INFORMATION PROVIDED ▸
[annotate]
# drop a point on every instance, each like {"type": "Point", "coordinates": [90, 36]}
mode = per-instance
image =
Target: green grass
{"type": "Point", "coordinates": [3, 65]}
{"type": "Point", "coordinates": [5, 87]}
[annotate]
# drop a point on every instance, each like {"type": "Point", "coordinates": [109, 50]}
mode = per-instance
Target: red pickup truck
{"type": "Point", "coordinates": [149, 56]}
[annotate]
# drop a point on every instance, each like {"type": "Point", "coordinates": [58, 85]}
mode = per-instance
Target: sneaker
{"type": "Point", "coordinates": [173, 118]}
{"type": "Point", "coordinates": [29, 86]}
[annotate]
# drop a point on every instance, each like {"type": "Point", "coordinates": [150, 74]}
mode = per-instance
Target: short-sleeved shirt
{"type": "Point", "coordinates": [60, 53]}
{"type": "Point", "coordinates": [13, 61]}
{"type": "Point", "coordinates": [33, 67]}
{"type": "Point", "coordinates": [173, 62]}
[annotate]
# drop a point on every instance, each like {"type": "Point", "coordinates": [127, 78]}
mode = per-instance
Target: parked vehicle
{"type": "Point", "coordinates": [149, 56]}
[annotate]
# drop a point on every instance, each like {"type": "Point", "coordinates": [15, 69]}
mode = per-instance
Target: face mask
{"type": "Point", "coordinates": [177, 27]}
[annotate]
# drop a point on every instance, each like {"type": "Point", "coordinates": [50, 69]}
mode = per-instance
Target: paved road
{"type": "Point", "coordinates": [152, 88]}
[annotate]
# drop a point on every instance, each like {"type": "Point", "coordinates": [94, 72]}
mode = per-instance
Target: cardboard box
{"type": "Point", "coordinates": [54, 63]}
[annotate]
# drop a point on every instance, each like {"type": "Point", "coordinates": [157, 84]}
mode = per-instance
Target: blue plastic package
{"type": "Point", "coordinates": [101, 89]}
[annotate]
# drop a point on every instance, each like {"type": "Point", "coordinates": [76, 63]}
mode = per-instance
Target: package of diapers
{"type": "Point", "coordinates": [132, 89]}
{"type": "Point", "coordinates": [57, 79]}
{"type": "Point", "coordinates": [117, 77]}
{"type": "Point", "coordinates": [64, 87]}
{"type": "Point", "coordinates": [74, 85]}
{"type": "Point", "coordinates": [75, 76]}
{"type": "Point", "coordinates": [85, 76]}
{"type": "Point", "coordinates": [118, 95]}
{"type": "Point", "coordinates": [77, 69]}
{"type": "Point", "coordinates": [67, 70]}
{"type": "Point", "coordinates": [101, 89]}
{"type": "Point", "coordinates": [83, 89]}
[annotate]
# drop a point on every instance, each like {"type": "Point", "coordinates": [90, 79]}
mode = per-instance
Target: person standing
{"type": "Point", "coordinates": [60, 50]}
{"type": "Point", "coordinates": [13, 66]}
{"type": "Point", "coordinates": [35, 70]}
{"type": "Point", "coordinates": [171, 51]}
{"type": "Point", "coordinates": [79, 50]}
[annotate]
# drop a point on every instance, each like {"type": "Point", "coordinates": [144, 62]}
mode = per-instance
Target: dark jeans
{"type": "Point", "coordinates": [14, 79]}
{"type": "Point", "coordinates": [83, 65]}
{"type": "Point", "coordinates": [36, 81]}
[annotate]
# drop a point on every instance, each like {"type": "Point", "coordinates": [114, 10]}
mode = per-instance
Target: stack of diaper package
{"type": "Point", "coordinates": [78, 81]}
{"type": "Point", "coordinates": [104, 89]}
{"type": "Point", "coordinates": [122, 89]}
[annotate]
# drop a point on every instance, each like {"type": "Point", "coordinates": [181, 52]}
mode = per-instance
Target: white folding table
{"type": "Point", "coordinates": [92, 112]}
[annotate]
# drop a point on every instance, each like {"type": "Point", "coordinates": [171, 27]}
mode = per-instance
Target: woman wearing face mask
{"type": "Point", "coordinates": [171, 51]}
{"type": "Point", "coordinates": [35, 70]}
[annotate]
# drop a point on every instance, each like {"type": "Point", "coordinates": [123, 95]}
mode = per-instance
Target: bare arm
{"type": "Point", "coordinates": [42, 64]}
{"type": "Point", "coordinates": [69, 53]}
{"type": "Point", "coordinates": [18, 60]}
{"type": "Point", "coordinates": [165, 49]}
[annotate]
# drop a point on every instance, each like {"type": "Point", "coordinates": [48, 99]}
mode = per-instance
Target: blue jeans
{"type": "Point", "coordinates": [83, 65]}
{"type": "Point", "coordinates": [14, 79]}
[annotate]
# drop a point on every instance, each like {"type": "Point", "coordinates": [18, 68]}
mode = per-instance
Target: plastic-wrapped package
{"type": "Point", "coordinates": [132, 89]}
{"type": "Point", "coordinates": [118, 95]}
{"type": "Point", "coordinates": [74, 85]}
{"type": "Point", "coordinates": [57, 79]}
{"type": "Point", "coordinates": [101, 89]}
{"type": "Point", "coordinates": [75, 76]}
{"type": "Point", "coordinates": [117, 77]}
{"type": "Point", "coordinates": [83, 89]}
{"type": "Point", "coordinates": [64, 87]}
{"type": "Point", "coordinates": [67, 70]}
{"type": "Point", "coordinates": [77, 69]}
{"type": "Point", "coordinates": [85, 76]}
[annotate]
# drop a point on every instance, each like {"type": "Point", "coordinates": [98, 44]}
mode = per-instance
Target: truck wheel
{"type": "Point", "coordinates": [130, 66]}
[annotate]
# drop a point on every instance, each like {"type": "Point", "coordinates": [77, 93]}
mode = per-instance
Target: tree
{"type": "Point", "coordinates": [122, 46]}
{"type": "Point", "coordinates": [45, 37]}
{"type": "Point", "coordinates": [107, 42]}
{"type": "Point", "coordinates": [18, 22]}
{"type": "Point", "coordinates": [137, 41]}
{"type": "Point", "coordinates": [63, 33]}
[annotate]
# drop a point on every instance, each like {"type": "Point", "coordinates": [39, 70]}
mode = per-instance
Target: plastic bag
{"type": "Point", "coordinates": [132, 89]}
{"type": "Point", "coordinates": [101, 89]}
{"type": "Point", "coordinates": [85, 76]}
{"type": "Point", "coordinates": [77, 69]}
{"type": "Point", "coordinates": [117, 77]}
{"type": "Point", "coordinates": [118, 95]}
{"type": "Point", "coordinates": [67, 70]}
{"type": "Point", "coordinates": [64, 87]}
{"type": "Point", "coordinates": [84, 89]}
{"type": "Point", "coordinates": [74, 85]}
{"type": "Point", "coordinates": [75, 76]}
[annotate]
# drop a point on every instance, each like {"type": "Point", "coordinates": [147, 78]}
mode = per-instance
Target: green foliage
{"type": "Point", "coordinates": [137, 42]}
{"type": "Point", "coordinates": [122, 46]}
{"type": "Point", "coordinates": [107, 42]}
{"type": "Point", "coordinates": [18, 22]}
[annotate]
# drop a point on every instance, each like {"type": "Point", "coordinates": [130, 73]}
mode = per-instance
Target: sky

YOUR OBJECTIVE ▸ Transcribe all entries exactly as they appear above.

RESPONSE AREA ▸
[annotate]
# drop a point on every instance, each like {"type": "Point", "coordinates": [90, 36]}
mode = per-instance
image =
Target: green grass
{"type": "Point", "coordinates": [3, 65]}
{"type": "Point", "coordinates": [5, 87]}
[annotate]
# drop a point on every instance, each like {"type": "Point", "coordinates": [109, 50]}
mode = per-instance
Target: red pickup truck
{"type": "Point", "coordinates": [149, 56]}
[annotate]
# drop a point on every instance, each like {"type": "Point", "coordinates": [58, 85]}
mode = per-instance
Target: sneaker
{"type": "Point", "coordinates": [173, 118]}
{"type": "Point", "coordinates": [29, 86]}
[annotate]
# drop a point on every instance, each like {"type": "Point", "coordinates": [150, 74]}
mode = per-instance
Target: short-sleeved shirt
{"type": "Point", "coordinates": [60, 53]}
{"type": "Point", "coordinates": [13, 61]}
{"type": "Point", "coordinates": [33, 67]}
{"type": "Point", "coordinates": [173, 62]}
[annotate]
# drop a point on every instance, each like {"type": "Point", "coordinates": [127, 78]}
mode = per-instance
Target: parked vehicle
{"type": "Point", "coordinates": [149, 56]}
[annotate]
# drop a point on every instance, each like {"type": "Point", "coordinates": [15, 69]}
mode = per-instance
Target: face mask
{"type": "Point", "coordinates": [177, 27]}
[annotate]
# drop a point on every instance, each like {"type": "Point", "coordinates": [50, 69]}
mode = per-instance
Target: paved road
{"type": "Point", "coordinates": [152, 88]}
[annotate]
# drop a point on every instance, each like {"type": "Point", "coordinates": [94, 72]}
mode = per-instance
Target: cardboard box
{"type": "Point", "coordinates": [54, 63]}
[annotate]
# drop a point on every instance, each like {"type": "Point", "coordinates": [157, 84]}
mode = per-instance
Target: blue plastic package
{"type": "Point", "coordinates": [101, 89]}
[annotate]
# drop a point on every instance, each like {"type": "Point", "coordinates": [76, 63]}
mode = per-instance
Target: package of diapers
{"type": "Point", "coordinates": [132, 89]}
{"type": "Point", "coordinates": [57, 79]}
{"type": "Point", "coordinates": [117, 77]}
{"type": "Point", "coordinates": [64, 87]}
{"type": "Point", "coordinates": [74, 85]}
{"type": "Point", "coordinates": [75, 76]}
{"type": "Point", "coordinates": [85, 76]}
{"type": "Point", "coordinates": [118, 95]}
{"type": "Point", "coordinates": [77, 69]}
{"type": "Point", "coordinates": [67, 70]}
{"type": "Point", "coordinates": [101, 89]}
{"type": "Point", "coordinates": [83, 89]}
[annotate]
# drop a point on every instance, each like {"type": "Point", "coordinates": [90, 79]}
mode = per-instance
Target: person standing
{"type": "Point", "coordinates": [60, 50]}
{"type": "Point", "coordinates": [13, 66]}
{"type": "Point", "coordinates": [35, 70]}
{"type": "Point", "coordinates": [171, 51]}
{"type": "Point", "coordinates": [79, 50]}
[annotate]
# drop a point on every instance, each like {"type": "Point", "coordinates": [144, 62]}
mode = per-instance
Target: dark jeans
{"type": "Point", "coordinates": [14, 79]}
{"type": "Point", "coordinates": [83, 65]}
{"type": "Point", "coordinates": [36, 81]}
[annotate]
# drop a point on every instance, each like {"type": "Point", "coordinates": [114, 10]}
mode = per-instance
Target: stack of diaper package
{"type": "Point", "coordinates": [78, 81]}
{"type": "Point", "coordinates": [104, 89]}
{"type": "Point", "coordinates": [122, 89]}
[annotate]
# drop a point on every instance, each like {"type": "Point", "coordinates": [181, 52]}
mode = per-instance
Target: white folding table
{"type": "Point", "coordinates": [92, 112]}
[annotate]
# drop a point on every instance, each like {"type": "Point", "coordinates": [171, 27]}
mode = per-instance
Target: woman wearing face mask
{"type": "Point", "coordinates": [171, 51]}
{"type": "Point", "coordinates": [35, 70]}
[annotate]
# drop a point on every instance, each like {"type": "Point", "coordinates": [123, 95]}
mode = per-instance
Target: bare arm
{"type": "Point", "coordinates": [42, 64]}
{"type": "Point", "coordinates": [69, 53]}
{"type": "Point", "coordinates": [18, 60]}
{"type": "Point", "coordinates": [165, 49]}
[annotate]
# drop a point on every instance, each like {"type": "Point", "coordinates": [48, 99]}
mode = per-instance
Target: blue jeans
{"type": "Point", "coordinates": [83, 65]}
{"type": "Point", "coordinates": [14, 79]}
[annotate]
# drop a point on every instance, each like {"type": "Point", "coordinates": [18, 68]}
mode = per-instance
Target: plastic-wrapped package
{"type": "Point", "coordinates": [132, 89]}
{"type": "Point", "coordinates": [118, 95]}
{"type": "Point", "coordinates": [74, 85]}
{"type": "Point", "coordinates": [57, 79]}
{"type": "Point", "coordinates": [101, 89]}
{"type": "Point", "coordinates": [75, 76]}
{"type": "Point", "coordinates": [117, 77]}
{"type": "Point", "coordinates": [83, 89]}
{"type": "Point", "coordinates": [64, 87]}
{"type": "Point", "coordinates": [67, 70]}
{"type": "Point", "coordinates": [77, 69]}
{"type": "Point", "coordinates": [85, 76]}
[annotate]
# drop a point on every instance, each like {"type": "Point", "coordinates": [98, 44]}
mode = per-instance
Target: truck wheel
{"type": "Point", "coordinates": [130, 66]}
[annotate]
# drop a point on every instance, each like {"type": "Point", "coordinates": [77, 93]}
mode = per-instance
Target: tree
{"type": "Point", "coordinates": [122, 46]}
{"type": "Point", "coordinates": [45, 37]}
{"type": "Point", "coordinates": [107, 42]}
{"type": "Point", "coordinates": [18, 22]}
{"type": "Point", "coordinates": [137, 41]}
{"type": "Point", "coordinates": [63, 33]}
[annotate]
# drop a point on every instance, each like {"type": "Point", "coordinates": [39, 70]}
mode = per-instance
Target: plastic bag
{"type": "Point", "coordinates": [132, 89]}
{"type": "Point", "coordinates": [101, 89]}
{"type": "Point", "coordinates": [85, 76]}
{"type": "Point", "coordinates": [77, 69]}
{"type": "Point", "coordinates": [117, 77]}
{"type": "Point", "coordinates": [118, 95]}
{"type": "Point", "coordinates": [67, 70]}
{"type": "Point", "coordinates": [64, 87]}
{"type": "Point", "coordinates": [84, 89]}
{"type": "Point", "coordinates": [74, 85]}
{"type": "Point", "coordinates": [75, 76]}
[annotate]
# drop a point on every instance, each like {"type": "Point", "coordinates": [147, 78]}
mode = per-instance
Target: green foliage
{"type": "Point", "coordinates": [137, 42]}
{"type": "Point", "coordinates": [122, 46]}
{"type": "Point", "coordinates": [107, 42]}
{"type": "Point", "coordinates": [18, 22]}
[annotate]
# drop a point on every instance, each like {"type": "Point", "coordinates": [130, 73]}
mode = per-instance
Target: sky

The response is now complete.